─── Extracted records ───

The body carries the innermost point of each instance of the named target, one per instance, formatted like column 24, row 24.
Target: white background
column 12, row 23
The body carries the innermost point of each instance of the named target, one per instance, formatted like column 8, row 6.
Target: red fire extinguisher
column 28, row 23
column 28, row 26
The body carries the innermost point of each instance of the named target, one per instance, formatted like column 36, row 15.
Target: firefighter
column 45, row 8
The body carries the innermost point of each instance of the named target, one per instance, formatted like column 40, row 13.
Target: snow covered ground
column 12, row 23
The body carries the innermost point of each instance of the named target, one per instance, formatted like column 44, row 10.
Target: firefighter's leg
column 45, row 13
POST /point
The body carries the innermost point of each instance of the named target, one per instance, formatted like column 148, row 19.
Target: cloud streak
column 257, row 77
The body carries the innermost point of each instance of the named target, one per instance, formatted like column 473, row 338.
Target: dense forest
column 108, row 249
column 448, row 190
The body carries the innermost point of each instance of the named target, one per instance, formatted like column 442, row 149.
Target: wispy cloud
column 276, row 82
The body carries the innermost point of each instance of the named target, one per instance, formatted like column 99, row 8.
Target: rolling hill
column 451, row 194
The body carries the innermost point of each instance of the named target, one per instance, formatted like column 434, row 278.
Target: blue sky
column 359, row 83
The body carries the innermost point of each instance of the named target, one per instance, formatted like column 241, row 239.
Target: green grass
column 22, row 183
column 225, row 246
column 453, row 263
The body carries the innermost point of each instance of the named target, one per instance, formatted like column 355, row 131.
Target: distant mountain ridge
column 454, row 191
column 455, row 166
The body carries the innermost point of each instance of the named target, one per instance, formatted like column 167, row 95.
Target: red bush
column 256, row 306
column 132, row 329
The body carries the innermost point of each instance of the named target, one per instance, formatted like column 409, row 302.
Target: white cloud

───

## Task brief
Print all the data exactly.

## Response for this exercise
The body carries the innermost point of each instance of the named target, one per instance, formatted like column 24, row 24.
Target: white background
column 12, row 23
The body carries the innermost point of each instance of the named target, one per instance, formatted like column 8, row 6.
Target: red fire extinguisher
column 28, row 23
column 28, row 26
The body carries the innermost point of each instance of the named target, one per instance, formatted like column 36, row 15.
Target: firefighter
column 45, row 8
The body carries the innermost point of each instance of the named target, one per instance, formatted like column 40, row 13.
Target: snow covered ground
column 12, row 23
The body carries the innermost point of each instance of the named target, one per instance, formatted like column 44, row 10.
Target: firefighter's leg
column 45, row 13
POST /point
The body carries the innermost point of each instance of the named target, one per instance, formatted like column 148, row 19.
Target: cloud streak
column 257, row 77
The body carries the innermost point of each instance of the named target, one per instance, formatted like column 473, row 338.
Target: dense forest
column 108, row 249
column 448, row 190
The body carries the innermost point of each instance of the named target, one per instance, formatted like column 442, row 149.
Target: wispy cloud
column 276, row 82
The body carries the innermost point of each instance of the named target, one per instance, formatted like column 99, row 8.
Target: rolling hill
column 451, row 194
The body carries the innermost point of each instance of the named target, one per instance, formatted like column 434, row 278.
Target: blue sky
column 359, row 83
The body carries the innermost point of each instance of the named target, one per instance, formatted like column 241, row 239.
Target: green grass
column 22, row 183
column 225, row 246
column 453, row 263
The body carries the innermost point of each instance of the named target, one per instance, formatted like column 355, row 131.
Target: distant mountain ridge
column 454, row 191
column 455, row 166
The body carries the innermost point of each instance of the named target, one per instance, formatted like column 167, row 95.
Target: red bush
column 256, row 306
column 132, row 329
The body carries the innermost point of each instance of the named target, one per instance, formatted like column 409, row 302.
Target: white cloud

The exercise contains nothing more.